(Beginning of Excerpt to read)
Participant experiences of mindfulness-based childbirth education: a qualitative study
1 School of Population Health, The University of Western Australia, Perth, Australia
2 Curtin University and King Edward Memorial Hospital, Curtin Health Innovation Research Institute, Perth, Australia
3 Research Implementation Fellow, Collaboration for Leadership in Applied Health Research and Care - Nottinghamshire, Derbyshire and Lincolnshire, University of Nottingham, England, UK
4 Adjunct Midwifery Research Fellow, Curtin University, Curtin Health Innovation Research Institute, Perth, Australia
5 Honorary Research Fellow, Curtin University, Curtin Health Innovation Research Institute, Perth, Australia
Citation and License
BMC Pregnancy and Childbirth 2012, 12:126 doi:10.1186/1471-2393-12-126Published: 13 November 2012
Childbirth is an important transitional life event, but one in which many women are dissatisfied stemming in part from a sense that labour is something that happens to them rather than with them. Promoting maternal satisfaction with childbirth means equipping women with communication and decision making skills that will enhance their ability to feel involved in their labour. Additionally, traditional antenatal education does not necessarily prepare expectant mothers and their birth support partner adequately for birth. Mindfulness-based interventions appear to hold promise in addressing these issues. Mindfulness-based Child Birth Education (MBCE) was a pilot intervention combining skills-based antenatal education and Mindfulness Based Stress Reduction. Participant experiences of MBCE, both of expectant mothers and their birth support partners are the focus of this article.
(End of Excerpt to read)
(Beginning of Available data)
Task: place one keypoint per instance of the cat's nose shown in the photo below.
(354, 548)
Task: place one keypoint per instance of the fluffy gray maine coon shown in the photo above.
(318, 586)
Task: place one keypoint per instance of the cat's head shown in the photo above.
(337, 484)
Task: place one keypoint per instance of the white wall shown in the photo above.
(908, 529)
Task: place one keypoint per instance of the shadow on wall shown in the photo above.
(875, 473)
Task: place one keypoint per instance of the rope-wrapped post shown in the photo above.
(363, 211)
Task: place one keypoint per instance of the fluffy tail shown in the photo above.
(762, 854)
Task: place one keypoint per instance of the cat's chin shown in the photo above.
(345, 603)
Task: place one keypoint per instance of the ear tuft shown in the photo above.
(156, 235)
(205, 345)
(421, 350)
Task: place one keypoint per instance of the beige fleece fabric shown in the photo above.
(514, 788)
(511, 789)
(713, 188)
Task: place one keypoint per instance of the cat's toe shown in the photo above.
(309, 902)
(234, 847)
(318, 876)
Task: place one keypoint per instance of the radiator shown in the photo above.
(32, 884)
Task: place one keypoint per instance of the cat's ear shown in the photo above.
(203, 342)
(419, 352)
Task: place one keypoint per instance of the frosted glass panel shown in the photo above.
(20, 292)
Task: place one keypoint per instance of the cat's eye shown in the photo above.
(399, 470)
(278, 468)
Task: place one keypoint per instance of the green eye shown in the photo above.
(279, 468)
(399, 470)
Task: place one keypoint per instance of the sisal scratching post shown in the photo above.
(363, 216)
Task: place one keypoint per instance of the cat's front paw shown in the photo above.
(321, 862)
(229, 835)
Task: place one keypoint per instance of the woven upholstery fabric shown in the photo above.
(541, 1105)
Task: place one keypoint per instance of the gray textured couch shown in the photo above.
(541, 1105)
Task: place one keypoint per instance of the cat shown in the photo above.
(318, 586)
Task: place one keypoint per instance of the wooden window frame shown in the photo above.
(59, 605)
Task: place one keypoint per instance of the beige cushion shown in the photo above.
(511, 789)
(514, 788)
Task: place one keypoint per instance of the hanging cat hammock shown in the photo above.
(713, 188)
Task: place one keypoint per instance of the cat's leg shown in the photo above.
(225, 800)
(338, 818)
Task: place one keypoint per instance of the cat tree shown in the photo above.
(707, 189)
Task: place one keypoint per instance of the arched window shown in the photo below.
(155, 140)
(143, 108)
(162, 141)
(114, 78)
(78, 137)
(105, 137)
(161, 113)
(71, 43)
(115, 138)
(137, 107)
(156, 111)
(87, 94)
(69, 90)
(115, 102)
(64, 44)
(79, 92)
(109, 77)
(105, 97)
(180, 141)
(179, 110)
(End of Available data)
» **Problems to solve**
1. Answer from the mindfulness childbirth article:
(a) In which journal and on what date was the article published?
(b) Which university in England appears among the affiliations?
(c) What two things did the MBCE pilot intervention combine?
2. Rewrite the paragraph of the mindfulness childbirth article that begins "Childbirth is an important transitional life event" as a short bulleted list, keeping its main facts.

» **Outputs for the tasks**
1.
(a) BMC Pregnancy and Childbirth, 13 November 2012
(b) The University of Nottingham
(c) Skills-based antenatal education and Mindfulness Based Stress Reduction

2.
- Childbirth is an important life transition, yet many women are dissatisfied with it, partly because they feel labor happens to them rather than with them.
- Raising maternal satisfaction means giving women communication and decision-making skills so they feel involved in their labor.
- Traditional antenatal education may not adequately prepare expectant mothers and their birth support partners.
- Mindfulness-based interventions appear promising for these problems.
- Mindfulness-based Child Birth Education (MBCE) was a pilot intervention combining skills-based antenatal education with Mindfulness Based Stress Reduction.
- The article focuses on the experiences of MBCE participants: expectant mothers and their birth support partners.